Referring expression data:
######

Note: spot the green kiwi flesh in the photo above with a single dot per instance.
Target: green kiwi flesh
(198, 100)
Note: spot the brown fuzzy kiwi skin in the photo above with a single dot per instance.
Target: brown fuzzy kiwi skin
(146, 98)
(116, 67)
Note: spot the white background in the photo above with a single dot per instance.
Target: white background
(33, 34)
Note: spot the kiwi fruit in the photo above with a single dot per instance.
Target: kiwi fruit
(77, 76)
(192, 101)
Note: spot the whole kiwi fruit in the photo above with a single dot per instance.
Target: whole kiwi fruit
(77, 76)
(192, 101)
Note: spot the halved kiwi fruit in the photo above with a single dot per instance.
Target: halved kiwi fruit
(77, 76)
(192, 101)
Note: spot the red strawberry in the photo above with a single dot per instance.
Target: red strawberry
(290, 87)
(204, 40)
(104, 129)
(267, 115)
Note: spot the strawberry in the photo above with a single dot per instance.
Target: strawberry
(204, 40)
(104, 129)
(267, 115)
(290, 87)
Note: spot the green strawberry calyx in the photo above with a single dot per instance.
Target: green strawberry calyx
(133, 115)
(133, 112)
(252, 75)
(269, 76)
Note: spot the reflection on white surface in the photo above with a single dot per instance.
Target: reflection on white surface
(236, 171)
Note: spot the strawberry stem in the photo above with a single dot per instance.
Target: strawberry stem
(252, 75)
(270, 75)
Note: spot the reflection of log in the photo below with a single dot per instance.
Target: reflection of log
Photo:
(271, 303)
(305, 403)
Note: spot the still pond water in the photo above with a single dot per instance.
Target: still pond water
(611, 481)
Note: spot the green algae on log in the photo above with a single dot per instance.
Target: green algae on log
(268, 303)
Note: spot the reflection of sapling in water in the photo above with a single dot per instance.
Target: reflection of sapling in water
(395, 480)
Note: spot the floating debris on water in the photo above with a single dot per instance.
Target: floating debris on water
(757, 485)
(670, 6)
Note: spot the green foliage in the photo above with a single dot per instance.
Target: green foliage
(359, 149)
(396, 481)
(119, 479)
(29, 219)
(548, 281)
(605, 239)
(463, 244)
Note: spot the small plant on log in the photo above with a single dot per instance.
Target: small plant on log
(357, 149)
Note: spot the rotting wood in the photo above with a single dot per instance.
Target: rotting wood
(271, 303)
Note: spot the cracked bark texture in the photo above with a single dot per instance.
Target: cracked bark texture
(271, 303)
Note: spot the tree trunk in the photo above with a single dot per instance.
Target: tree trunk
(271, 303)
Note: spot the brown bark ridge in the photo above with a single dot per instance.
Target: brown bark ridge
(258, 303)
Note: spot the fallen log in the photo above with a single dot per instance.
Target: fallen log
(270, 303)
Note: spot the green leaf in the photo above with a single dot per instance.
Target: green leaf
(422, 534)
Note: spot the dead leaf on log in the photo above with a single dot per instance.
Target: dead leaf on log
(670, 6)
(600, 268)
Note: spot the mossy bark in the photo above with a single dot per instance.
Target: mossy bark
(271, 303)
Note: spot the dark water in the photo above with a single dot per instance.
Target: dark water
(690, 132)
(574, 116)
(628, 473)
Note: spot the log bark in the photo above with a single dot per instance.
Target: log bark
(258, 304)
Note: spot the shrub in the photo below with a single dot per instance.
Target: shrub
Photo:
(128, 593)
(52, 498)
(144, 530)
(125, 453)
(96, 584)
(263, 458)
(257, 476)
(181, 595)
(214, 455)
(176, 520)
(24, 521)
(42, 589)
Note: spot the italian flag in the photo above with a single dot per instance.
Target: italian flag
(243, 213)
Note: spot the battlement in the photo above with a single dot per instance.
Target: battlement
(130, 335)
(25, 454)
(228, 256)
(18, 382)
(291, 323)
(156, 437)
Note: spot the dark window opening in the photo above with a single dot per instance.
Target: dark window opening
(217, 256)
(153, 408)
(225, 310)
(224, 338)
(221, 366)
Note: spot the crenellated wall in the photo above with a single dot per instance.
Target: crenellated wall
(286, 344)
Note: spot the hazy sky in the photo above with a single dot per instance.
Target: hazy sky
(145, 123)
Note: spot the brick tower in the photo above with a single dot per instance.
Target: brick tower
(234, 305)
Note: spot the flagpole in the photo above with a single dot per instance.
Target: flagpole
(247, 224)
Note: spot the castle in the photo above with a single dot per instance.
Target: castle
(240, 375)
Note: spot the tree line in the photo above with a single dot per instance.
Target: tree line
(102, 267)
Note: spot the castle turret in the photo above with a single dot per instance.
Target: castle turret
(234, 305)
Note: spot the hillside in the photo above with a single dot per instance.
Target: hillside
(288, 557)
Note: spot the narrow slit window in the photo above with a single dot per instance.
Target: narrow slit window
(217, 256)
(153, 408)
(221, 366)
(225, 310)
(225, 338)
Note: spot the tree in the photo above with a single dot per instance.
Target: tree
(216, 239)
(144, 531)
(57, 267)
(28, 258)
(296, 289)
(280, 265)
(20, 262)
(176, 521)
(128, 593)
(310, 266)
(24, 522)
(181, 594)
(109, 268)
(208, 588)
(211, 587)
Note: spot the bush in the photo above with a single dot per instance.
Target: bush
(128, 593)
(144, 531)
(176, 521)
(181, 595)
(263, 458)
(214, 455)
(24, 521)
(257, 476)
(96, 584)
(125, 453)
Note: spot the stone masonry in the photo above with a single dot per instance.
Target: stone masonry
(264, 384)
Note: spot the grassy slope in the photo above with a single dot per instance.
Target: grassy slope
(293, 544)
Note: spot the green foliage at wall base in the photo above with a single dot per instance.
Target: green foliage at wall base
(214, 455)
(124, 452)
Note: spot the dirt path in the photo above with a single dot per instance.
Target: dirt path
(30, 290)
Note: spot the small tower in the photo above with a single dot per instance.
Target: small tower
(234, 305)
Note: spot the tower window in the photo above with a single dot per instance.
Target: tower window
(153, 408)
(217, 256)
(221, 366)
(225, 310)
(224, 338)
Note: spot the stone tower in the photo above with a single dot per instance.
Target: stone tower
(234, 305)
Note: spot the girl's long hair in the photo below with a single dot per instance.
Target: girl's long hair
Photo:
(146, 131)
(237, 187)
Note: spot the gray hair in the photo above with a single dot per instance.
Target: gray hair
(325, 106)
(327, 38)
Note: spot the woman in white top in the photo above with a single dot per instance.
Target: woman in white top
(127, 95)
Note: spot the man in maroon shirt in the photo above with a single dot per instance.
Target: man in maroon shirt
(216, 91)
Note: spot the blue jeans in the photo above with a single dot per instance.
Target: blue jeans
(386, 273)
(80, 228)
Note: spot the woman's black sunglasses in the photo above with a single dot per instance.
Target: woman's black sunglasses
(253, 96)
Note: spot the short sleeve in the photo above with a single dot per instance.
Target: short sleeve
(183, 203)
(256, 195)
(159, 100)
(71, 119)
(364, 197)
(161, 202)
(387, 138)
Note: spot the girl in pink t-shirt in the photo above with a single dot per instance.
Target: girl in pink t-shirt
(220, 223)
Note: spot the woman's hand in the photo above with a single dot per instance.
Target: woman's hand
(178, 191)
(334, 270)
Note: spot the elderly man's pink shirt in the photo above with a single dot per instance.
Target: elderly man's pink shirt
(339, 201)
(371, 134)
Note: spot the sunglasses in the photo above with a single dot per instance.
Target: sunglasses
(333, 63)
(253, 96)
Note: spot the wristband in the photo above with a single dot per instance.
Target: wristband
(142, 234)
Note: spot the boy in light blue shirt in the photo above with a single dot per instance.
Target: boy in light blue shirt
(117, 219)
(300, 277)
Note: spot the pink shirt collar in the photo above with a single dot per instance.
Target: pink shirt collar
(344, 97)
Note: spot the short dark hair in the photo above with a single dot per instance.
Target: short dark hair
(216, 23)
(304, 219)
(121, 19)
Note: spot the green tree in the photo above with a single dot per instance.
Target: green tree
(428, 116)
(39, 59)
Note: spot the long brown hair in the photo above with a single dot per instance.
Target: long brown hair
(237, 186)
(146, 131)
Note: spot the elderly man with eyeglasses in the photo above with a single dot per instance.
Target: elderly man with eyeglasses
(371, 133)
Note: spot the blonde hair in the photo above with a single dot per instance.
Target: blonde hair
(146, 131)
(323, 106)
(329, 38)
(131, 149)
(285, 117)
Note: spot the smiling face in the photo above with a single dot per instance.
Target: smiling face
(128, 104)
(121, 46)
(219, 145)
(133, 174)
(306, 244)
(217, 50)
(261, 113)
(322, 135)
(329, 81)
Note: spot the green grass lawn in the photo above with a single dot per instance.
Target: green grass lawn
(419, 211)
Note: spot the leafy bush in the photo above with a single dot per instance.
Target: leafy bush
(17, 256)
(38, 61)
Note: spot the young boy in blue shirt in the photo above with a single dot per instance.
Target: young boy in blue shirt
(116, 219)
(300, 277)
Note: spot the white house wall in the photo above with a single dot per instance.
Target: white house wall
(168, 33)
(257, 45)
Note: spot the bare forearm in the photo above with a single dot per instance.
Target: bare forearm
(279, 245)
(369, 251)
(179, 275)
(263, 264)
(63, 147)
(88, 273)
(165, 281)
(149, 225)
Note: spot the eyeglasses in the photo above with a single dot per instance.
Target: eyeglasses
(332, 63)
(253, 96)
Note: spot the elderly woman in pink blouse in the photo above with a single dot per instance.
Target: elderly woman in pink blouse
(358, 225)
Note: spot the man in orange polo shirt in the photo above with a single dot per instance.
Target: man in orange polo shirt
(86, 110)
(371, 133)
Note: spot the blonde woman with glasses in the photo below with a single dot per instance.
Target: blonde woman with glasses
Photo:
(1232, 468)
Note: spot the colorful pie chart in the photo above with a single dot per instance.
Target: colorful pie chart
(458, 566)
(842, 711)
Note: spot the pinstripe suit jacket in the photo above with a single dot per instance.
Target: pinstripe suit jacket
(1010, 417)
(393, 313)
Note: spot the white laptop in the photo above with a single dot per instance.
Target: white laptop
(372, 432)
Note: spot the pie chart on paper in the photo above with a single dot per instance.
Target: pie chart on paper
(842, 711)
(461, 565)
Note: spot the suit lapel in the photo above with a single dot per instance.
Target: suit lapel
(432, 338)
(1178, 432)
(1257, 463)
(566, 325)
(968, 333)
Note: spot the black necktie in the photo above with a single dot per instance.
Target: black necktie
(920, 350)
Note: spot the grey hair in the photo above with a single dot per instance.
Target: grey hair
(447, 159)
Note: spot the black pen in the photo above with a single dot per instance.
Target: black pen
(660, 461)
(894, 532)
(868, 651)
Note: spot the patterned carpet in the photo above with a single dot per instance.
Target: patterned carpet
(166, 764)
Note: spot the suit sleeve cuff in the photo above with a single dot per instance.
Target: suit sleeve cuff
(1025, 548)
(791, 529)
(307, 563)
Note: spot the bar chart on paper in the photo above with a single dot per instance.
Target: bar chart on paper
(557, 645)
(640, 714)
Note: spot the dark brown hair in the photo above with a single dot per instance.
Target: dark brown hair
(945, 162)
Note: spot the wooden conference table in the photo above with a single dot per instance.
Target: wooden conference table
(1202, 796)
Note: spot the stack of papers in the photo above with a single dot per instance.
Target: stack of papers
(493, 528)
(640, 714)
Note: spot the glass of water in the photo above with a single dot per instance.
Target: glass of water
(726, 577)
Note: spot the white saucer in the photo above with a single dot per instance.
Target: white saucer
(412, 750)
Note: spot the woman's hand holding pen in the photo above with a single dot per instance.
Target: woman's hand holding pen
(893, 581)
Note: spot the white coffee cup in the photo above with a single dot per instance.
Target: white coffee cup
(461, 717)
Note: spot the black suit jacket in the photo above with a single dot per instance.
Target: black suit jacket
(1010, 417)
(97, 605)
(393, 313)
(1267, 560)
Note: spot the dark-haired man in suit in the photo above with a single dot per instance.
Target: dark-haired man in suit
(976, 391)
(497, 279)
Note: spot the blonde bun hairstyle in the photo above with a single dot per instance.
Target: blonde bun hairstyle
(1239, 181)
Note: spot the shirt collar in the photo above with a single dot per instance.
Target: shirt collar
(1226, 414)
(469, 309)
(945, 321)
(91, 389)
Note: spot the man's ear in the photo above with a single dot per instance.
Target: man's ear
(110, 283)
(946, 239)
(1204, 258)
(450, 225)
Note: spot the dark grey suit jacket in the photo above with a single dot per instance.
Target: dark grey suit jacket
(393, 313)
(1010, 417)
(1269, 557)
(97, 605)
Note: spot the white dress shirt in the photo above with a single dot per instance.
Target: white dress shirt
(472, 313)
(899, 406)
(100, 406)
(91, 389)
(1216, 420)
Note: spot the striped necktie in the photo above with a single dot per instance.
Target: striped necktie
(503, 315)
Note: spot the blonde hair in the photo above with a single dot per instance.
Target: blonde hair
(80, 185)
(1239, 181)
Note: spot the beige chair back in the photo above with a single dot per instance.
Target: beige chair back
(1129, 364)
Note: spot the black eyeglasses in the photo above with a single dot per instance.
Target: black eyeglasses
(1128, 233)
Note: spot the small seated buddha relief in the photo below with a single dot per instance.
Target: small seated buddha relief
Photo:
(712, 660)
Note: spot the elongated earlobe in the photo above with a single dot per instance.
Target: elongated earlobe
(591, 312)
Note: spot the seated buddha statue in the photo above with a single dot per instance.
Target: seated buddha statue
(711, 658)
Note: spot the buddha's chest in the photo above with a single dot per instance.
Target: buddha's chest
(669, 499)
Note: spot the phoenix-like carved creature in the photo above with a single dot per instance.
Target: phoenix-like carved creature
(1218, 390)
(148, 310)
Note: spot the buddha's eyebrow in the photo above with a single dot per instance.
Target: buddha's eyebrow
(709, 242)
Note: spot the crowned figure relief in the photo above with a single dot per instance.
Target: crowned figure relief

######

_What this task involves_: The lines to retype run from the start of the entries through the line containing "Note: spot the white background"; reproduce them exactly and add nothing.

_Completed exercise_:
Note: spot the green kiwi flesh in the photo above with a single dot per instance.
Target: green kiwi flesh
(198, 100)
Note: spot the brown fuzzy kiwi skin in the photo above with a single dot per instance.
Target: brown fuzzy kiwi skin
(146, 98)
(116, 67)
Note: spot the white background in the photo above with a single dot per instance.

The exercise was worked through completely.